__WRITTEN PROBLEM__
Rewrite every line of the material, starting with the line that contains "Target: curved tree trunk" and going on through the end of the material, and increase each answer point coordinate by 122. Leave all other lines unchanged.

---- MATERIAL FOR THIS TASK

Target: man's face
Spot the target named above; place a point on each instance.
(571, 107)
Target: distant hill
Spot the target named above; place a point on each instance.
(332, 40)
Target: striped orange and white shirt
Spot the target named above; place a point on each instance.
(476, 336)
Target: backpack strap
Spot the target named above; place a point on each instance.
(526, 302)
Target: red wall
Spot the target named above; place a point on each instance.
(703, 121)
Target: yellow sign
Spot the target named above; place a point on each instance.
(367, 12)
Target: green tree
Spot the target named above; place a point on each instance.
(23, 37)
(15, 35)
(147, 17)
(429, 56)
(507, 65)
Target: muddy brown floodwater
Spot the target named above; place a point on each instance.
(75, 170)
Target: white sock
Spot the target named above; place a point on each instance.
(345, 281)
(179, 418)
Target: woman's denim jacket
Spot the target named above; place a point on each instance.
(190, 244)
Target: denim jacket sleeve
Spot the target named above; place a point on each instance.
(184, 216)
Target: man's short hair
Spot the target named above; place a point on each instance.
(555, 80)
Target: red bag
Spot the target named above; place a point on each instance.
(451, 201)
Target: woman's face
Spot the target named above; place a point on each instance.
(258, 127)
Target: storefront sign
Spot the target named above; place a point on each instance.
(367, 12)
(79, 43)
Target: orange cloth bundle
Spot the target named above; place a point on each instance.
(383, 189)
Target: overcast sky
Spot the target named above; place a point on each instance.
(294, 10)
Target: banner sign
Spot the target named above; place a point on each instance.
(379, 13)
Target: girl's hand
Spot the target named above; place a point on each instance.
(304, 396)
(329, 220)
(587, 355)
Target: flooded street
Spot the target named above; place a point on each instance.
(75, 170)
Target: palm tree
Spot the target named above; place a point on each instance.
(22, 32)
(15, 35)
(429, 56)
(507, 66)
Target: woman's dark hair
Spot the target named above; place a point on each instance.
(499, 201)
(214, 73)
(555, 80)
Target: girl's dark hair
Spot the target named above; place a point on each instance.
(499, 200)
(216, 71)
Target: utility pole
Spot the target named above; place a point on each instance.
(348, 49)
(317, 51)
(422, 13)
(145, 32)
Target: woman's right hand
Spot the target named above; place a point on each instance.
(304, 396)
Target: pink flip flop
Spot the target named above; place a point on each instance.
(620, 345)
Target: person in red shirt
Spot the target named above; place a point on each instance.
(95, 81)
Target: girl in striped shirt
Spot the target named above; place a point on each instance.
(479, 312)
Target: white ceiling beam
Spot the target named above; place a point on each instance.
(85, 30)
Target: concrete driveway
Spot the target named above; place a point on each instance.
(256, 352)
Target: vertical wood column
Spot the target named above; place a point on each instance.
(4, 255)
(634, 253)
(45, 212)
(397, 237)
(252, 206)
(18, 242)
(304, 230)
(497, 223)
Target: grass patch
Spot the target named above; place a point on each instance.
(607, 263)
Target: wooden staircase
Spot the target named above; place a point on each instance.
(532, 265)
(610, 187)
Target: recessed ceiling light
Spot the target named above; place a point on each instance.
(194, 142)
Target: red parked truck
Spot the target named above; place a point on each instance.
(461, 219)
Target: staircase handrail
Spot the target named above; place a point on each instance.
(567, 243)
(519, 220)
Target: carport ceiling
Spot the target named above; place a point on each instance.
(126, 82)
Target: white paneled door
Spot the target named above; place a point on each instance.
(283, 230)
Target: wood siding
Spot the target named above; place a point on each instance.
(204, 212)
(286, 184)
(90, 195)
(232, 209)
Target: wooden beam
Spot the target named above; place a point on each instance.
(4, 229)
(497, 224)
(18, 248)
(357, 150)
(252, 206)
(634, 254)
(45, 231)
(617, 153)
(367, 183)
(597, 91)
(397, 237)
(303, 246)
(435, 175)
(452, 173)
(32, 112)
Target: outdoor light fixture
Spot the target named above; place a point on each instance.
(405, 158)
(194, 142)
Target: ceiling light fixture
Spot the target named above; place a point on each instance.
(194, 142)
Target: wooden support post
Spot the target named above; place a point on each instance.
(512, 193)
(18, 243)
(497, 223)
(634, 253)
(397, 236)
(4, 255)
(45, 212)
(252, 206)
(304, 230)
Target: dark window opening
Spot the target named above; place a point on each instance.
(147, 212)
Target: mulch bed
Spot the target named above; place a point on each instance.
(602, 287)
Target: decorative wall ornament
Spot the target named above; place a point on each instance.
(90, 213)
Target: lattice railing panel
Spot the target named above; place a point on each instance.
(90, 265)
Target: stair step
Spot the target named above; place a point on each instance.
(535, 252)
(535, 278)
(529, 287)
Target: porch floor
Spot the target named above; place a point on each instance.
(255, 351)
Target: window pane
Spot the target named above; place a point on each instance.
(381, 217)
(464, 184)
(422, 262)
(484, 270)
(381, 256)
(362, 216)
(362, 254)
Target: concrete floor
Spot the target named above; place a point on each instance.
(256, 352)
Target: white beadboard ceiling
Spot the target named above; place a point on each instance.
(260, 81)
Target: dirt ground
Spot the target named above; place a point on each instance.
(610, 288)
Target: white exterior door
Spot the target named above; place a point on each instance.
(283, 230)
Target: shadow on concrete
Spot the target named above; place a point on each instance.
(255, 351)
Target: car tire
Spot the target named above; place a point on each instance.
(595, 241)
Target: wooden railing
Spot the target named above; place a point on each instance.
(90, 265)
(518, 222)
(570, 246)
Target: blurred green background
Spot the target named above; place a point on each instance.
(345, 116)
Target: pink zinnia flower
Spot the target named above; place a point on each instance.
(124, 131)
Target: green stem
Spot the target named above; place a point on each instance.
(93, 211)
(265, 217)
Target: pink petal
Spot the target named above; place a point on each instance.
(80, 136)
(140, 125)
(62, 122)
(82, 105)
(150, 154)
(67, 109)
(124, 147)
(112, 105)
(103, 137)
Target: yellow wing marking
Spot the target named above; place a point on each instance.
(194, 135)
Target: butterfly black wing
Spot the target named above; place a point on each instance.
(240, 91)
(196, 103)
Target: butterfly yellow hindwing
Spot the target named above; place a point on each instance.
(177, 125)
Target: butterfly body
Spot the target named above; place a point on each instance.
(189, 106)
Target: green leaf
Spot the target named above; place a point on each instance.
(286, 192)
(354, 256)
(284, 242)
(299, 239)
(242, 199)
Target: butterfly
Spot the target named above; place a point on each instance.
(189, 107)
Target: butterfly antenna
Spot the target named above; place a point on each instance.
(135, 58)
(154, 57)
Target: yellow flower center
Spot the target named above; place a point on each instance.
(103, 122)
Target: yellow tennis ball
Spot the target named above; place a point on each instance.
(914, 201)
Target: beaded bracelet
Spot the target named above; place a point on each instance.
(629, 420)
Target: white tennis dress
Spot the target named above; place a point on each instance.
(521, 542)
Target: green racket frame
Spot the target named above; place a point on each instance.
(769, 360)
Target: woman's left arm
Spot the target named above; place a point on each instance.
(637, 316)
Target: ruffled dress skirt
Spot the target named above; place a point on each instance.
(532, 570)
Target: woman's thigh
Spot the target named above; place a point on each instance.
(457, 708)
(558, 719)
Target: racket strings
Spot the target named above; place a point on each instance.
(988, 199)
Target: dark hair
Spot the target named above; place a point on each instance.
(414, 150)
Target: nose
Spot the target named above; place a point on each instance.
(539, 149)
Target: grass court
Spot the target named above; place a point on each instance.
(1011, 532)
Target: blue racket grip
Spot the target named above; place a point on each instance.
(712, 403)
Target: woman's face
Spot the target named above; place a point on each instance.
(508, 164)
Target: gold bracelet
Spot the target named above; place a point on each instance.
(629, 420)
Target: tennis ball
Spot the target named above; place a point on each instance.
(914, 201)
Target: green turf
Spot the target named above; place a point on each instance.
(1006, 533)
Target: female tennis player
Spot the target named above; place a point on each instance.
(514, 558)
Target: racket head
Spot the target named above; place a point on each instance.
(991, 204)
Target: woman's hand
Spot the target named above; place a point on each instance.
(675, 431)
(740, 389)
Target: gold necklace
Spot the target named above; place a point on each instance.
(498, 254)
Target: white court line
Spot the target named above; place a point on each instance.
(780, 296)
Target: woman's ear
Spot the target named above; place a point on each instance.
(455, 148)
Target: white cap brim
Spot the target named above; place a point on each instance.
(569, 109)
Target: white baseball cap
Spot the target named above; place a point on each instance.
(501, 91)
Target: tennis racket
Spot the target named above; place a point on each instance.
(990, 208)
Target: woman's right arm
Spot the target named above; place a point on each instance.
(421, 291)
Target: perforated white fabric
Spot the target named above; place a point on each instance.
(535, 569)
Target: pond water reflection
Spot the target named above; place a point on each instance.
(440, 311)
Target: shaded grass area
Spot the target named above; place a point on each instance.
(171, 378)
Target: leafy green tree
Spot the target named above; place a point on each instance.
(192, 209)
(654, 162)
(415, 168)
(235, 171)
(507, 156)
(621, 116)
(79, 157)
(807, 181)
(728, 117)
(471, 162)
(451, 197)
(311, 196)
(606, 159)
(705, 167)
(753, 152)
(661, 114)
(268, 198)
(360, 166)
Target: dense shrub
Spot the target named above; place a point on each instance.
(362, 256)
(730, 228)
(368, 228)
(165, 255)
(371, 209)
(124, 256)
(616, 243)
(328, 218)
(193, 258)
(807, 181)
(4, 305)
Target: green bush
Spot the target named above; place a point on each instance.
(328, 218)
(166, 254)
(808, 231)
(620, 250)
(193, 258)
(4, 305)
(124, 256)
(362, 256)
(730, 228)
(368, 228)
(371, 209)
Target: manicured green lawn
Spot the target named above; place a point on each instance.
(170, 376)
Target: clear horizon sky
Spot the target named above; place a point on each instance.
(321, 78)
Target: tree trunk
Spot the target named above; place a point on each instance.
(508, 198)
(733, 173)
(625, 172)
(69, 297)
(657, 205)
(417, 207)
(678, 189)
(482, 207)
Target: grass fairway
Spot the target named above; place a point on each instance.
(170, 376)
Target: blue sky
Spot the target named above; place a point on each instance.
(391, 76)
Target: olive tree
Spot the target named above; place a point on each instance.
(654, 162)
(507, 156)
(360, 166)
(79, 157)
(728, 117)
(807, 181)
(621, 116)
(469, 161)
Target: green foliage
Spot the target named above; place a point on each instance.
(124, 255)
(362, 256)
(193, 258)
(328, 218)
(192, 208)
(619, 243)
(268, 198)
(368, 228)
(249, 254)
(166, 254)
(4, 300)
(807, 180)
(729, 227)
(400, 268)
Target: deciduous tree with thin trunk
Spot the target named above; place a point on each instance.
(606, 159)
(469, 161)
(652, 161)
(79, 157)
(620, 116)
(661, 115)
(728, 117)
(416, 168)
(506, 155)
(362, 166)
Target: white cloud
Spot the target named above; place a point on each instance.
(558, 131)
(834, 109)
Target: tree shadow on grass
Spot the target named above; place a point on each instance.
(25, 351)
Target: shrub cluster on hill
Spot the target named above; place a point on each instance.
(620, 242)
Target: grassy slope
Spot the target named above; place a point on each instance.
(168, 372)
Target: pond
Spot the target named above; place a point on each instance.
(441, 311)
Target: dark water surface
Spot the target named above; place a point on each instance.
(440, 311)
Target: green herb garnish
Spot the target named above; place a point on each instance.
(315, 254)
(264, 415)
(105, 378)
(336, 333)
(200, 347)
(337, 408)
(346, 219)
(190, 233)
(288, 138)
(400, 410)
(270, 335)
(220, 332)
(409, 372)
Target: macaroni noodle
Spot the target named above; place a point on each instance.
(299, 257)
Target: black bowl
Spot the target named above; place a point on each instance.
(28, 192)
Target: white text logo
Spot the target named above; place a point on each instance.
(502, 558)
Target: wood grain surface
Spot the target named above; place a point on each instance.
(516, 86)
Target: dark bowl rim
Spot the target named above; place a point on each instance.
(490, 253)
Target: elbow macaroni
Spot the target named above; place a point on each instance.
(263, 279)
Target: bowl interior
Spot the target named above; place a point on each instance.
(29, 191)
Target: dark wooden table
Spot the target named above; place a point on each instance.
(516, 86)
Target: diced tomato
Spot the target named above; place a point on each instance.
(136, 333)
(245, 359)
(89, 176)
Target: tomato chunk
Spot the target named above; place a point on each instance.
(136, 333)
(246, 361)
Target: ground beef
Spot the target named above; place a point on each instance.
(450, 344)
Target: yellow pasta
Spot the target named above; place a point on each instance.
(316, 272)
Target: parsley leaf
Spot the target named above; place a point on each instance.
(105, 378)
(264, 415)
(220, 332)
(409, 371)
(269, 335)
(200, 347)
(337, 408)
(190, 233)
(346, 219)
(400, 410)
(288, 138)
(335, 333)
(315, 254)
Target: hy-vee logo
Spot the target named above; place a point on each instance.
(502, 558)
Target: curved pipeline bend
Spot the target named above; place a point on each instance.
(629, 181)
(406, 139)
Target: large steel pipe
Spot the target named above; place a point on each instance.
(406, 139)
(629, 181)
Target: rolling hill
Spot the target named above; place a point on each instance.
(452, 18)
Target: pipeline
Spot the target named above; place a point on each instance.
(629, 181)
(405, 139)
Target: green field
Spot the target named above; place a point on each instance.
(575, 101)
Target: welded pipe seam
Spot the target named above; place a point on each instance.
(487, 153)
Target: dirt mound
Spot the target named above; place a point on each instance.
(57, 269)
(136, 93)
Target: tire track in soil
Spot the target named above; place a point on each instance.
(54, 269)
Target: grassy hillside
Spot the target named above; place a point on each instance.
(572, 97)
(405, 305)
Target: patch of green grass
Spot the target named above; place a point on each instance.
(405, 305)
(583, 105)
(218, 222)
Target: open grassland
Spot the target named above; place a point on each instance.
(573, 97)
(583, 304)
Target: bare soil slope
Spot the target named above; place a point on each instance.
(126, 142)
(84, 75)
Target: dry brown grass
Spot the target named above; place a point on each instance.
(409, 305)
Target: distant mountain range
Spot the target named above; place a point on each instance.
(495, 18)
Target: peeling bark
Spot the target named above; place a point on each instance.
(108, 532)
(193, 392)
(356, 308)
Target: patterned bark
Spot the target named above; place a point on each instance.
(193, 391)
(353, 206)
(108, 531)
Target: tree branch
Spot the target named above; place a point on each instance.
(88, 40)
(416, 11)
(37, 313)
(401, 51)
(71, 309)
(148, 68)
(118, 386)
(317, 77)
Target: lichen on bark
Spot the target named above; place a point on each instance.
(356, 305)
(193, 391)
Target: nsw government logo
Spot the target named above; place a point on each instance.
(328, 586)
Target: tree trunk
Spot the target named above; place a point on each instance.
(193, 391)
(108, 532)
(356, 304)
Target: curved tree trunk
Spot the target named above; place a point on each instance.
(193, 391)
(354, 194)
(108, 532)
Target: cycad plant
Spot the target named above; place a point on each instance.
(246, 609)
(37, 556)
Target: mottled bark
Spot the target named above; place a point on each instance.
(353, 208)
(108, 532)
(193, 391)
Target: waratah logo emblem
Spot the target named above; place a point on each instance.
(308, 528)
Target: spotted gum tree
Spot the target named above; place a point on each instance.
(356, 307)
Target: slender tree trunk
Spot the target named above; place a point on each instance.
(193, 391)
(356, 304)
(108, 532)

--------

__ANSWER TO THE TASK__
Target: curved tree trunk
Spot the target named above; place a point on each instance.
(315, 513)
(476, 316)
(230, 654)
Target: cycad plant
Spot the target named above; place a point on each instance.
(368, 731)
(159, 678)
Target: mottled bark
Spot the target named above; place a point on each instance.
(475, 330)
(230, 654)
(315, 513)
Target: waratah logo emblem
Spot the target named above; place a point on each instance.
(430, 650)
Target: spotted gum tree
Spot the target named above; place a point on each instance.
(478, 429)
Target: slender tree trunk
Spot the target named above; place a point on each instance.
(315, 513)
(478, 426)
(230, 654)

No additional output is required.